**Information given**.
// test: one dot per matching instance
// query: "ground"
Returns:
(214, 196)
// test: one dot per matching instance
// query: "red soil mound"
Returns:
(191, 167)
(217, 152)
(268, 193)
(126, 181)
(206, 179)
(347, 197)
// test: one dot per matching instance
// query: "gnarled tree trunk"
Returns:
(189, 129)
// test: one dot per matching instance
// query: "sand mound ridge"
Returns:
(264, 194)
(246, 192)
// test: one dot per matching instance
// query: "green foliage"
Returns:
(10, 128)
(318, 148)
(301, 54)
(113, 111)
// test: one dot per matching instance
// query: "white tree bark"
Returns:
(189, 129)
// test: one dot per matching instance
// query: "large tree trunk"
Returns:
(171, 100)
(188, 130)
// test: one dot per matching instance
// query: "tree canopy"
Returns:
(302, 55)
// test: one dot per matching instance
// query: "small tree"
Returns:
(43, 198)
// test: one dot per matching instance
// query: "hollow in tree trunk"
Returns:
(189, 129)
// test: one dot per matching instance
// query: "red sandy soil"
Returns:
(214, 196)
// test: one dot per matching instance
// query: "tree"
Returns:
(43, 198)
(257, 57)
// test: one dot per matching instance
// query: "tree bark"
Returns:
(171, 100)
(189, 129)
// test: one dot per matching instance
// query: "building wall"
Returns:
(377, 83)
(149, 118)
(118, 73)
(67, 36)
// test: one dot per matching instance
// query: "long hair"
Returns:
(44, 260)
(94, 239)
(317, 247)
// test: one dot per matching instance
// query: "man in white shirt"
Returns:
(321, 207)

**Exercise goal**.
Sift through the material above and copy each line that holds "tree".

**Exercise solution**.
// query: "gnarled tree trunk"
// query: "white tree bark"
// query: "large tree trunk"
// query: "tree canopy"
// query: "small tree"
// query: "hollow in tree trunk"
// query: "tree"
// query: "tree bark"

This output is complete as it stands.